■ Extrait choisi:
•••

DirectVelo : Depuis trente ans, quels sont les coureurs que tu as côtoyés et qui t'ont le plus impressionné ?
Lex Nederlof : Hmm [il hésite]. Quand j´ai fait le Tour d´Irlande à la fin des années 80, il y avait Stephen Roche et Sean Kelly, c´était juste incroyable. Ils étaient ultra-populaires et la foule était immense. C´était l´époque où Roche avait gagné le Giro, le Tour et les Mondiaux la même saison [1987]. Mais j'en ai vu beaucoup d'autres. Par exemple Laurent Fignon et Charly Mottet pendant le Tour du Luxembourg. Je courais cette année-là avec la sélection nationale... du Luxembourg.

Il faut dire qu'après les Pays-Bas, c'est presque ton deuxième pays ?
Presque. J'ai couru vingt fois la Flèche du Sud : j'ai remporté le classement général [en 1993] et des étapes. Aujourd'hui, je tiens encore à y participer chaque année avec mes jeunes coéquipiers. C'est là qu'ils apprennent à me respecter ! [rires]

VIEILLE ECOLE SUR LE VELO

Quelles sont tes motivations pour continuer, à 48 ans ?

•••

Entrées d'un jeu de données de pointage
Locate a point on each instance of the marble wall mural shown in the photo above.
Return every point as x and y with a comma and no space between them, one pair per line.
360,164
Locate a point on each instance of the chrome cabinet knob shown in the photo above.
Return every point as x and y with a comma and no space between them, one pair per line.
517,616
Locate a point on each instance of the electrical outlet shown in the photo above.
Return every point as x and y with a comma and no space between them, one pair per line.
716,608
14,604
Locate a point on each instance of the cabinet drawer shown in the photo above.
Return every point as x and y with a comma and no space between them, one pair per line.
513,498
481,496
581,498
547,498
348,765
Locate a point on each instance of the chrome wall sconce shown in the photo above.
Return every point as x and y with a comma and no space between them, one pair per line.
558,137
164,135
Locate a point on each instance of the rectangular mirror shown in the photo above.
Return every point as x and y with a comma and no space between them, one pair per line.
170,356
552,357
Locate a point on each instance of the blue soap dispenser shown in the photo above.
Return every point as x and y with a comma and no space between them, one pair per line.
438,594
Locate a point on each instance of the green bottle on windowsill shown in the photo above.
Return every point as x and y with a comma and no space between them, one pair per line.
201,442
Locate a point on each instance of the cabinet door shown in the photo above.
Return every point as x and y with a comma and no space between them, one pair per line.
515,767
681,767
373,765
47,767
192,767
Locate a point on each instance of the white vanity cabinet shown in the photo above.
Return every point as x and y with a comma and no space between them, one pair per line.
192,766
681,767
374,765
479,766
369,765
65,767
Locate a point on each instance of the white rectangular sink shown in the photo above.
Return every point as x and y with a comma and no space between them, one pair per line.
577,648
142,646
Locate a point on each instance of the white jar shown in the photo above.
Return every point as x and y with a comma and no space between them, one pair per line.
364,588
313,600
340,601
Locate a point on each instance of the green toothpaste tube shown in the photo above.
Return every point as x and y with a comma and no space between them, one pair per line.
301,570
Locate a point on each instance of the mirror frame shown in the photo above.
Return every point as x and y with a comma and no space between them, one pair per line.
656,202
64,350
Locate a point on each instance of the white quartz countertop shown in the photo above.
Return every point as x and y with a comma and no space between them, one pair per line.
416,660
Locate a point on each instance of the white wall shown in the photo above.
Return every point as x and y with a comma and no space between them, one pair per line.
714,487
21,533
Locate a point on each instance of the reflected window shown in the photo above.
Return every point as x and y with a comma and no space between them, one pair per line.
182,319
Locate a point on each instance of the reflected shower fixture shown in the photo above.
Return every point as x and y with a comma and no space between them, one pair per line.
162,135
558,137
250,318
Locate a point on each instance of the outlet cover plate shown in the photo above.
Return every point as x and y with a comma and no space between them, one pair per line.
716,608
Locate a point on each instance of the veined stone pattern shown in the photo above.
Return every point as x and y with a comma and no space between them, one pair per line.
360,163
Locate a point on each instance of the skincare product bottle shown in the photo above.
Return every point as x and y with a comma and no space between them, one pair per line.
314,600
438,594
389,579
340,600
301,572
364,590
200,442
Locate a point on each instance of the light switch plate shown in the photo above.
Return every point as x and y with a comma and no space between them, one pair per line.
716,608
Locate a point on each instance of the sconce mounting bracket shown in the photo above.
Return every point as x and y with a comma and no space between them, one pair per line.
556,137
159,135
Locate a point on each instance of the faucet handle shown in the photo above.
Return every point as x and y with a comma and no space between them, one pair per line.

•••

■ Consignes:
a – D'après l'entretien avec Lex Nederlof, en quelle année a-t-il remporté le classement général de la Flèche du Sud ?
b – Recopiez le passage de l'entretien avec Lex Nederlof qui va de « Lex Nederlof : Hmm » jusqu'à « nationale... du Luxembourg. » inclus.

■ Résultats:
a – En 1993.

b –
Lex Nederlof : Hmm [il hésite]. Quand j´ai fait le Tour d´Irlande à la fin des années 80, il y avait Stephen Roche et Sean Kelly, c´était juste incroyable. Ils étaient ultra-populaires et la foule était immense. C´était l´époque où Roche avait gagné le Giro, le Tour et les Mondiaux la même saison [1987]. Mais j'en ai vu beaucoup d'autres. Par exemple Laurent Fignon et Charly Mottet pendant le Tour du Luxembourg. Je courais cette année-là avec la sélection nationale... du Luxembourg.